* [Arbeitsanweisungen]
- 1) Zähle alle Länder auf, die der Textauszug über die Fußball-WM erwähnt.
- 2) Setze den Textauszug über die Fußball-WM nach seinem letzten Satz fort.

* [Textauszug]
▼

Fußball: Der Ball rollt noch, auch wenn in der BRD fast jeder behauptet, die WM sei bereits zu ende. Das Finale steht nun fest, und ich bin für Frankreich, schon allein um einem Volksaufstand in Brasilien vorzubeugen. Wer nun glaubt Bundesberti würde Konsequenzen ziehen sieht sich bisher enttäuscht. Berti macht sogar den Schiedsrichter für das Ausscheiden verantwortlich. Das ist lächerlich, ich habe das Spiel gesehen (übrigens mit großem Vergnügen) und wage zu behaupten, daß der Schiedsrichter eine solide Leistung erbracht hat. Im übrigen scheint Berti nicht mitbekommen zu haben, daß 3:0 also keineswegs knapp verloren wurde. Da wäre Schiedsrichterbetrug der Weltöffentlichkeit wohl aufgefallen.

▲

* [Gegebenes Material]
▼

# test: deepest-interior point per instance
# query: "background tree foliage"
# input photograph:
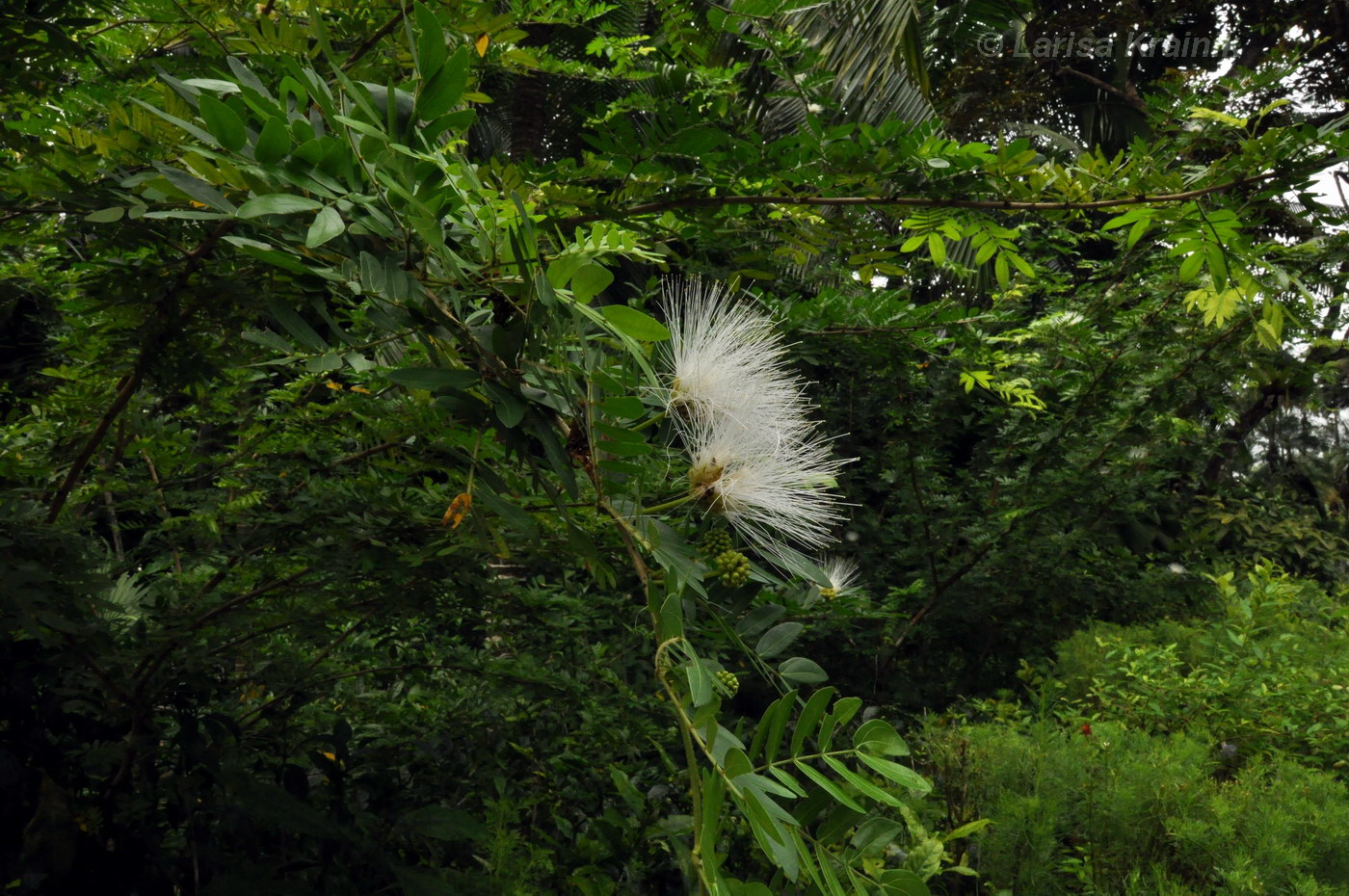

▲

* [Lösungen]
- 1) BRD, Frankreich, Brasilien

- 2)
Der Bund der Vertriebenen hat es wieder mal geschafft, das deutsch-polnische Verhältnis schwer zu belasten. Man forderte Wiedergutmachung für Menschenrechtsverletzungen während der Vertreibung. Das polnische Kabinett verabschiedete daraufhin eine Resolution in der das Verhalten des Bundes der Vertriebenen scharf verurteilt wurde. Die Polen befürchten Ansprüche auf polnische Immobilien. Die Präsidentin des BdV hält Polen nun nicht für reif, in die EU einzutreten.
Was ist los in B?
Was ist das für eine Rundreise zum Jahreswechsel und wie lange dauert sie?
Wer hat JFK ermordet?
Wer war Paul Keres?
Wie geht es Dir?
Ich fordere eine Antwort auf diese und andere Fragen.
Ach ja, ich stehe voll im Alltag, der da heißt: Praktikum. Die Graspreise in H sind nach wie vor zu hoch.
Die Wohnung nimmt langsam Konturen an.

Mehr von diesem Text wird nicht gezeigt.